▶ 練習問題 1: 記録のうち、「# test: pointer emits one marker per instance of the woman」を含む行から「x=270 y=923」を含む行までを、「black keyboard」を「gray keyboard」に改め、それ以外はそのままにして書き直しなさい。

▶ 抜粋文:
##########

トゥーシダスはミディを抱き上げると、「来い、ジュニア。見せるものがある」と言うと(1枚目の写真)、優勝カップの前に連れて行き、「明日、誰が父さんに このトロフィーを渡すか知っとるか? お前だ」と言う。そのすぐ後、トゥーシダスはクラブの友人にバーに行こうと誘われる(2枚目の写真)。父の酒癖の悪さを承知している母は、今から夫婦揃って結婚式に出ないといけないからと反対するが、父は、①1杯飲むだけ、②先に家に帰って着替えて、③10分以内に戻る、と言って別れる。次のシーンは、トゥーシダスの自宅。母は、もう赤いサリーに着替えている。そして、恐らくイライラしながら父の帰りを待っていると、ゴティが戸棚を開けているのに気付く(3枚目の写真、矢印)。母は、すぐ立ち上がると、ゴティが棚から持ち出したお金を取り上げる。

##########

▶ 記録:
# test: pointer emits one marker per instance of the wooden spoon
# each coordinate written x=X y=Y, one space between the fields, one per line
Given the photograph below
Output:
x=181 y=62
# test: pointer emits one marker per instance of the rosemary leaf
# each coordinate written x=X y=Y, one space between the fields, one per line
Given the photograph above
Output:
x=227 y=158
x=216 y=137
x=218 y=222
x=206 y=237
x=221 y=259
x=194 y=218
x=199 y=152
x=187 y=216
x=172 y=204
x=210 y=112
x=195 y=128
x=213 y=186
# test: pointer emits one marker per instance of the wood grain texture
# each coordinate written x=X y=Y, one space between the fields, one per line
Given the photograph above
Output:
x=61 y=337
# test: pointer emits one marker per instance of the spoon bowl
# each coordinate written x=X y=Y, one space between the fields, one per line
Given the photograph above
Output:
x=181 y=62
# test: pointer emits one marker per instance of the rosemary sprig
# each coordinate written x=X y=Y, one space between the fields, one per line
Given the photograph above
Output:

##########

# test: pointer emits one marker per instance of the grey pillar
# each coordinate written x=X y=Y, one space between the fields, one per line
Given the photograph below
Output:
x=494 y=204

##########

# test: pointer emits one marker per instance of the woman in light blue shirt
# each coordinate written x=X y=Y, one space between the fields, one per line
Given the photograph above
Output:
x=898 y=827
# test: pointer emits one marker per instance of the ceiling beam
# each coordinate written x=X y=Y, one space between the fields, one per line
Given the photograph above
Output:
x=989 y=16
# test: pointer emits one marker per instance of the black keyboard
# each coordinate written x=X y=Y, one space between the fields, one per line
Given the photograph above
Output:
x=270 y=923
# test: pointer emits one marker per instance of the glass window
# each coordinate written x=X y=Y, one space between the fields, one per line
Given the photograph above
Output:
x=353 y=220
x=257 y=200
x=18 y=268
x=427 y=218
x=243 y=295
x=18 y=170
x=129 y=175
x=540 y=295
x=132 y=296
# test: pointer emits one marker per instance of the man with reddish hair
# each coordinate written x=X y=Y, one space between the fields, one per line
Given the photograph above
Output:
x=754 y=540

##########

▶ 練習問題 2: トゥーシダス一家の場面を紹介した文章を、最後の文の後から書き継ぎなさい。

▶ 正解 1:
# test: pointer emits one marker per instance of the woman in light blue shirt
# each coordinate written x=X y=Y, one space between the fields, one per line
Given the photograph above
Output:
x=898 y=827
# test: pointer emits one marker per instance of the ceiling beam
# each coordinate written x=X y=Y, one space between the fields, one per line
Given the photograph above
Output:
x=989 y=16
# test: pointer emits one marker per instance of the gray keyboard
# each coordinate written x=X y=Y, one space between the fields, one per line
Given the photograph above
Output:
x=270 y=923

▶ 正解 2:
ゴティは、「僕、これからお祭りに行くから、80ルピー〔1994年のレートで約260円〕、下さい」と頼む。母は、50ルピーだけ渡す。ゴティが、「これじゃ足りない。あと30下さい」と頼んでも、「それで十分よ」と拒否される。そこで、ゴティは、ミディに、お祭りに行くからと言って50ルピーくれるよう頼めば、母は30ルピーくれると言い、やって来いと指示する(1枚目の写真)。兄の指示は絶対なので、ミディは素直に母の所に行き、「お母さん、50ルピーちょうだい」と頼む(2枚目の写真)。そして、兄の所に行くと、「母さん、30くれたよ」と言って、お金を渡す(3枚目の写真、矢印)。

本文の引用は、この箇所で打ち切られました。